- **What to produce**
Write the data out again exactly and in full.

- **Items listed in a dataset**

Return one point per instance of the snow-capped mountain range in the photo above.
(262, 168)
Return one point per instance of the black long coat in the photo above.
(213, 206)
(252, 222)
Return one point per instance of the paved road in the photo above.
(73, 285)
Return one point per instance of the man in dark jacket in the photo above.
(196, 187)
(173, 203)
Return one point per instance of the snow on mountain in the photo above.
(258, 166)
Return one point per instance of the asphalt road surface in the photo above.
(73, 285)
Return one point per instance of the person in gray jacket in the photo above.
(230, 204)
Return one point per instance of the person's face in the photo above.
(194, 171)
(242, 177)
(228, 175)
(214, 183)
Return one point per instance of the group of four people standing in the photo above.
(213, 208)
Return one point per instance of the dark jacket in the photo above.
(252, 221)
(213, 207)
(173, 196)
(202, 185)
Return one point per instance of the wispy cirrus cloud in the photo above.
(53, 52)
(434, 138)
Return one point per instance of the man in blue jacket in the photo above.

- **Written answer**
Return one point per instance of the snow-capped mountain range in the photo above.
(262, 168)
Return one point per instance of the black long coat in the photo above.
(213, 206)
(252, 222)
Return one point per instance of the paved road in the photo above.
(73, 285)
Return one point per instance of the man in dark jacket in the photo above.
(196, 187)
(173, 203)
Return one point per instance of the snow on mountain in the photo above.
(258, 166)
Return one point per instance of the asphalt road surface in the photo above.
(73, 285)
Return one point per instance of the person in gray jacket in the photo above.
(230, 204)
Return one point per instance of the person's face in the photo above.
(194, 171)
(242, 177)
(228, 175)
(214, 183)
Return one point per instance of the group of four people standing in the photo above.
(213, 208)
Return one point per instance of the dark jacket in the photo above.
(252, 221)
(213, 207)
(173, 196)
(202, 185)
Return one point per instance of the wispy cirrus cloud in the photo above.
(53, 52)
(434, 138)
Return one point per instance of the man in blue jacket in the photo above.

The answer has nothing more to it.